_Your instructions_
Only the lines from the one with "of the stone" to the last line belong in your answer; write them out exactly and drop the pictures.

··· Record list

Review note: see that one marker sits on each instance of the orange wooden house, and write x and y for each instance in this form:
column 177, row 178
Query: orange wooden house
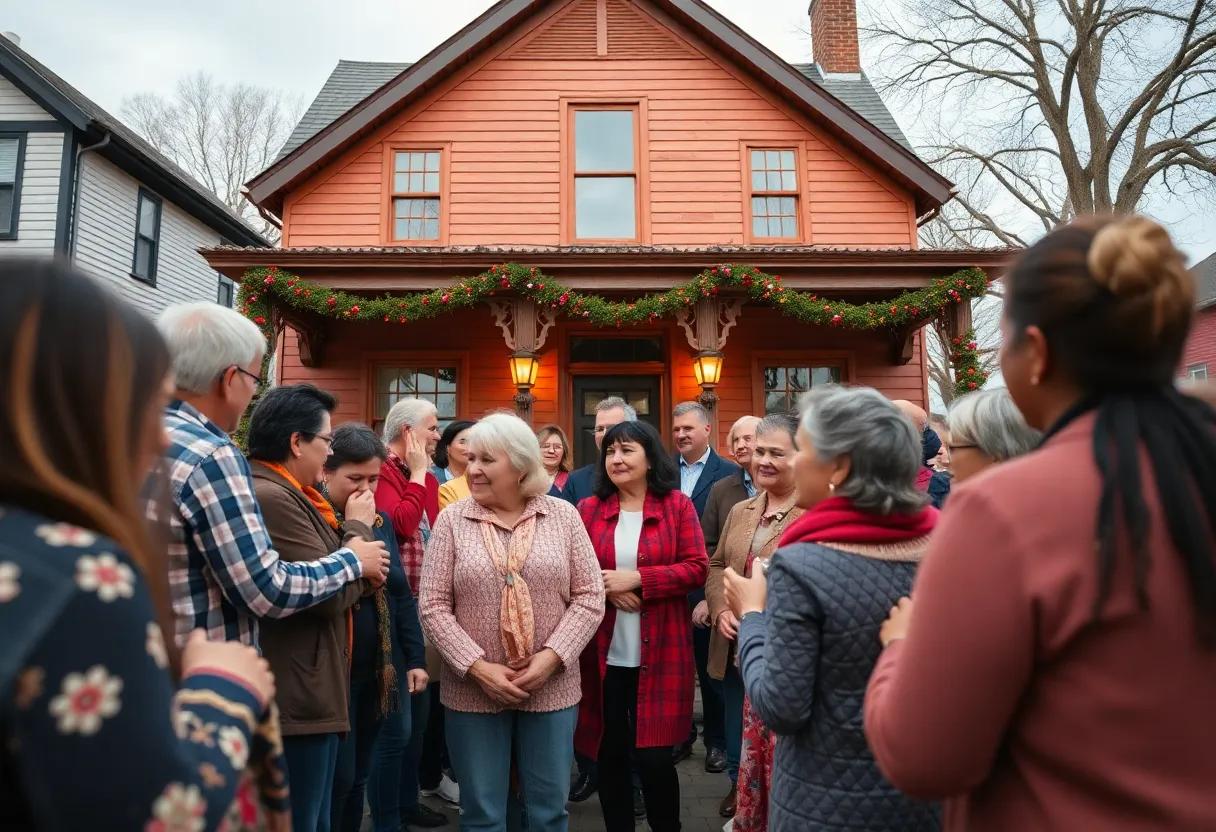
column 619, row 147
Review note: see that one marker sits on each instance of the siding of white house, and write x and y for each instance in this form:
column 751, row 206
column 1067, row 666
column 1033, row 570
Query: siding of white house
column 16, row 106
column 40, row 175
column 105, row 242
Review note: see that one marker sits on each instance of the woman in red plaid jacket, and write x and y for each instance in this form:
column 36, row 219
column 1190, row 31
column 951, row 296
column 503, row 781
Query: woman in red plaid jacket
column 637, row 673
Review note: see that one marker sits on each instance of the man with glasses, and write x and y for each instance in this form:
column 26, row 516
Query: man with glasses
column 224, row 574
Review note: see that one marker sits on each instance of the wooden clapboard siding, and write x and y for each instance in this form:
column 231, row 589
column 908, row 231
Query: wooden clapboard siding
column 502, row 123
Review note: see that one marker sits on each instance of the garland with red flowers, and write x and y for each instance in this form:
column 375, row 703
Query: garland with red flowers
column 964, row 357
column 262, row 285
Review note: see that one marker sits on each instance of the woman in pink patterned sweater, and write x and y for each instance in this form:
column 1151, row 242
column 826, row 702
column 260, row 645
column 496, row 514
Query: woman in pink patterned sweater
column 511, row 594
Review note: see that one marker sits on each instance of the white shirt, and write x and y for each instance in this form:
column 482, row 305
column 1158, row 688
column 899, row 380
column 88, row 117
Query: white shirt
column 625, row 650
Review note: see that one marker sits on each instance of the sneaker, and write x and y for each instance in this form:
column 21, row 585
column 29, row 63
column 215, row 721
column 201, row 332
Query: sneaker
column 423, row 818
column 448, row 792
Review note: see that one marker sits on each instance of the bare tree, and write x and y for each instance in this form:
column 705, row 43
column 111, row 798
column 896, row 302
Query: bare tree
column 223, row 135
column 1043, row 110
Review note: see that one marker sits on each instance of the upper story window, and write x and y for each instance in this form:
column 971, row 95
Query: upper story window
column 606, row 153
column 416, row 196
column 147, row 237
column 12, row 151
column 775, row 195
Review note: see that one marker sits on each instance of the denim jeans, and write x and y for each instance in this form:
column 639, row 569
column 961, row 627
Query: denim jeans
column 311, row 759
column 393, row 782
column 732, row 704
column 480, row 747
column 355, row 754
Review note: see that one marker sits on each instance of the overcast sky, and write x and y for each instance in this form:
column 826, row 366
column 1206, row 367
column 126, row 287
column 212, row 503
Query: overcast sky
column 117, row 48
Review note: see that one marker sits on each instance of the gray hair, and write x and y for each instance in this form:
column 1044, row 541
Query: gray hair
column 204, row 339
column 878, row 438
column 506, row 433
column 615, row 402
column 406, row 412
column 991, row 421
column 686, row 408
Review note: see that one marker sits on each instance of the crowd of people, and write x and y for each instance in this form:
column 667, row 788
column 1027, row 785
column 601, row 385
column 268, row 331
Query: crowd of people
column 198, row 637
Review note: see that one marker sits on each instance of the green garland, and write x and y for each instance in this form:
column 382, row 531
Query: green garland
column 964, row 357
column 260, row 285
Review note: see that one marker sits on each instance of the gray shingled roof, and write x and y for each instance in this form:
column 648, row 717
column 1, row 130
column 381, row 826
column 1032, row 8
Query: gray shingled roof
column 353, row 80
column 1205, row 281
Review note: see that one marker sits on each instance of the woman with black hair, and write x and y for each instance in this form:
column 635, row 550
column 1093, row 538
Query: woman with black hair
column 639, row 672
column 387, row 657
column 1060, row 669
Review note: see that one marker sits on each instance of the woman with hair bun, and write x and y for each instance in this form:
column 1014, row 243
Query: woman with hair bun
column 1062, row 667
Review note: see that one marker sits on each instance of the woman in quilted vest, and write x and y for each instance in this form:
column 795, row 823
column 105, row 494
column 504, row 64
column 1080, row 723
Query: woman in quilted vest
column 637, row 673
column 809, row 623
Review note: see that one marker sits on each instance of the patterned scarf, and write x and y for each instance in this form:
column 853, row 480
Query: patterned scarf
column 386, row 674
column 516, row 613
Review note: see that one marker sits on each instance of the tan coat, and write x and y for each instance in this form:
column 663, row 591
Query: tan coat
column 308, row 651
column 732, row 551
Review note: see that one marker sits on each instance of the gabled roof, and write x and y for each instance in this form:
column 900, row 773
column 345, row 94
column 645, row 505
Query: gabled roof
column 1205, row 282
column 817, row 96
column 127, row 149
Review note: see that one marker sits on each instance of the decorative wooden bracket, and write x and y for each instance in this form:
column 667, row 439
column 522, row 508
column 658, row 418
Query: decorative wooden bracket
column 518, row 319
column 713, row 320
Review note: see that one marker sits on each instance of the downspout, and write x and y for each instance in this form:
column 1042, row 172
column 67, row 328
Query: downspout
column 76, row 194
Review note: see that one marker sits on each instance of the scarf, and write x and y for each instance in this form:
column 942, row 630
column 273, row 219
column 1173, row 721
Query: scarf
column 836, row 520
column 386, row 674
column 516, row 620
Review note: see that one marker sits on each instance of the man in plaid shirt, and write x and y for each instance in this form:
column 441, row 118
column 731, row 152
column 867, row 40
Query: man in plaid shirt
column 224, row 574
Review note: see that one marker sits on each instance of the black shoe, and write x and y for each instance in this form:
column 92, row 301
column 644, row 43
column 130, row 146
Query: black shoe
column 583, row 787
column 423, row 818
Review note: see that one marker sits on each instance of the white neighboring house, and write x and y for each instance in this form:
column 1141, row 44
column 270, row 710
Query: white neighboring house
column 76, row 183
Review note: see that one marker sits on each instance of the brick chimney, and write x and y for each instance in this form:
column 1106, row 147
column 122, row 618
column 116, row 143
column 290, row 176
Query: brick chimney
column 834, row 35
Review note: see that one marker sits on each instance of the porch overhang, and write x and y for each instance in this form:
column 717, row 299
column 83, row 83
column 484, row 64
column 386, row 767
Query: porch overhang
column 843, row 271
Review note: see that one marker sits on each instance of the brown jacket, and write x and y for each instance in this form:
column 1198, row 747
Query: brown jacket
column 732, row 551
column 308, row 651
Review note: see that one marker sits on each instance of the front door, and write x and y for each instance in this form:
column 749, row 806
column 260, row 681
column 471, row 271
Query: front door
column 642, row 392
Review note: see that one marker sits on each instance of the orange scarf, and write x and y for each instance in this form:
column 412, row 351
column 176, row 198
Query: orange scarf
column 314, row 495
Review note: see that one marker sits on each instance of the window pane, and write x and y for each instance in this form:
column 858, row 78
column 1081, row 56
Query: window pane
column 604, row 208
column 603, row 140
column 9, row 161
column 142, row 258
column 147, row 218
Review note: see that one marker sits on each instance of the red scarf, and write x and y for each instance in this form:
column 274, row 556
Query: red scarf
column 837, row 521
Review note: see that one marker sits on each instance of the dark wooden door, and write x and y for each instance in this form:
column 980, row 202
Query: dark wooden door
column 642, row 392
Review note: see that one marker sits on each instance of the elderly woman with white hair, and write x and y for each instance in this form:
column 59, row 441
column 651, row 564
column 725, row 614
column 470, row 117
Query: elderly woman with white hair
column 808, row 635
column 511, row 595
column 985, row 428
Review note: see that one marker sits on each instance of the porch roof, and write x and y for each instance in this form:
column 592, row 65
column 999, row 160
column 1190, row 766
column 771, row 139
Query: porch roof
column 613, row 268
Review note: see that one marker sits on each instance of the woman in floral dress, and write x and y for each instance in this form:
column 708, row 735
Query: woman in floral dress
column 103, row 724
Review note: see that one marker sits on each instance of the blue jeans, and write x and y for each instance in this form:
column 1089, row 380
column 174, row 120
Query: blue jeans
column 355, row 754
column 311, row 759
column 393, row 782
column 732, row 703
column 480, row 747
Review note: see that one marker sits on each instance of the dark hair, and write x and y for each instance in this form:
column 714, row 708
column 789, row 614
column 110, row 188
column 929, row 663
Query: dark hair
column 663, row 476
column 353, row 444
column 79, row 370
column 282, row 412
column 449, row 436
column 1114, row 302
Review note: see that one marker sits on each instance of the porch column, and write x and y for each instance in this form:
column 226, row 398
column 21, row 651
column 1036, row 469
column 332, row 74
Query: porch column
column 524, row 330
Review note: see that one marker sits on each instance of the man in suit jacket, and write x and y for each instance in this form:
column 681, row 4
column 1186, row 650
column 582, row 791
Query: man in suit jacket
column 699, row 468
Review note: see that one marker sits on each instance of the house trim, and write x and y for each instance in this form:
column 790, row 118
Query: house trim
column 18, row 175
column 266, row 189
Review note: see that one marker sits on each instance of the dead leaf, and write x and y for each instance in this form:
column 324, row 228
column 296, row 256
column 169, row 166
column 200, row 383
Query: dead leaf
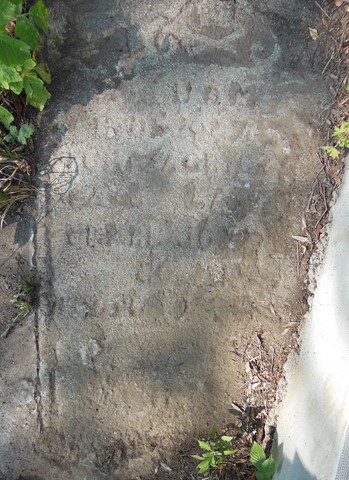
column 300, row 238
column 313, row 34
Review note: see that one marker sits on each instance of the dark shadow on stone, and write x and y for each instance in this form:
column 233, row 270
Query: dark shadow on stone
column 291, row 469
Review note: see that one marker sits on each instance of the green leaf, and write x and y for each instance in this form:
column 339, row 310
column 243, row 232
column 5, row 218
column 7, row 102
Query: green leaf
column 213, row 433
column 8, row 10
column 13, row 52
column 12, row 135
column 198, row 457
column 28, row 65
column 17, row 87
column 229, row 452
column 43, row 71
column 7, row 76
column 257, row 455
column 26, row 32
column 204, row 445
column 267, row 470
column 39, row 14
column 6, row 117
column 204, row 466
column 332, row 151
column 37, row 95
column 25, row 132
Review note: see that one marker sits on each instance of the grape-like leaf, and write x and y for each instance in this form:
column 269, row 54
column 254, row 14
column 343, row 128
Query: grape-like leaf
column 229, row 452
column 204, row 466
column 6, row 117
column 257, row 455
column 28, row 65
column 39, row 14
column 13, row 52
column 26, row 32
column 37, row 95
column 332, row 151
column 8, row 10
column 204, row 445
column 7, row 76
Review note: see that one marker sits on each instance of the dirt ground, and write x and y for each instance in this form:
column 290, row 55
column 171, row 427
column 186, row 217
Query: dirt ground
column 176, row 158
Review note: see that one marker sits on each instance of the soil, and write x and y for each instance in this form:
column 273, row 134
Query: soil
column 176, row 158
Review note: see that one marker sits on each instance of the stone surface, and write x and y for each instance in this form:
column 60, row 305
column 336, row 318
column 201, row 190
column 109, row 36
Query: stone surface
column 177, row 155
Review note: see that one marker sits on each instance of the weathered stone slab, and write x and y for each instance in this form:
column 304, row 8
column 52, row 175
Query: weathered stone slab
column 178, row 156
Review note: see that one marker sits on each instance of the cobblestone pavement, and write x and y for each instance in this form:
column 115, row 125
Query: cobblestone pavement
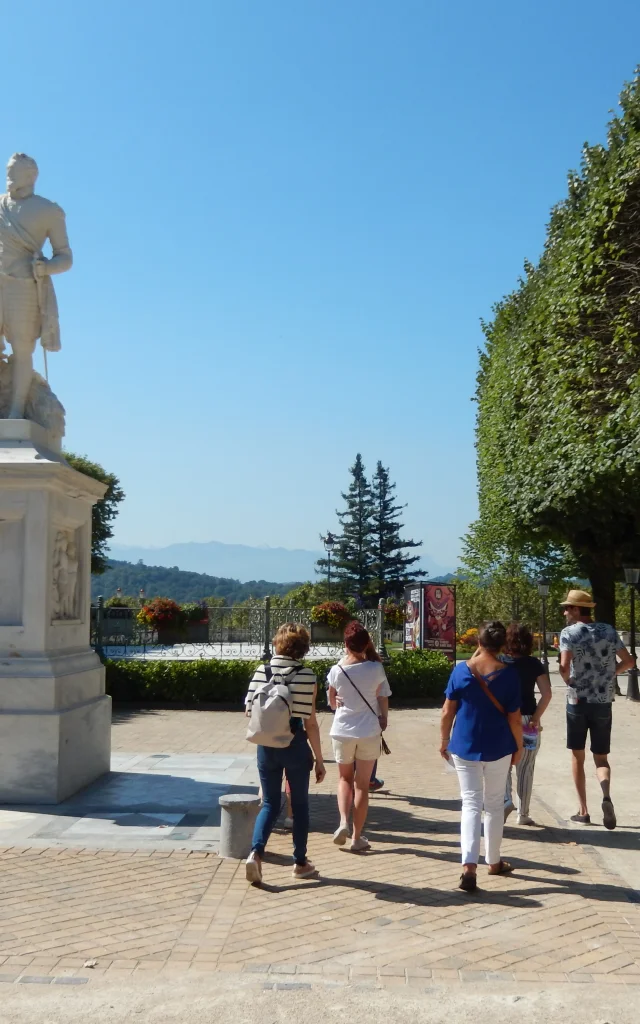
column 390, row 918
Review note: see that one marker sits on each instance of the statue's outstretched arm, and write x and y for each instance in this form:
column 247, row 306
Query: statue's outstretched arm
column 62, row 256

······

_Task answer_
Review note: see that one marker sits on each instance of the stone surface, and write x and y for each instance in this form:
column 60, row 305
column 336, row 318
column 201, row 190
column 109, row 36
Query: stone surface
column 177, row 155
Review note: see that one marker sits on each instance of the weathered stone slab, and write x and y for each instance in this form:
column 304, row 8
column 52, row 175
Query: weathered stone slab
column 178, row 156
Review note: see that one marker sits on each instance of the cobblestone pavement, and write x and y for each instance in this form:
column 115, row 125
Query: cobblestone pavement
column 390, row 918
Review note: see that one marker sits on each instance of the statue's outstretched arm, and write x and y for each instance in this form:
column 247, row 306
Query: statue's outstretched arm
column 62, row 256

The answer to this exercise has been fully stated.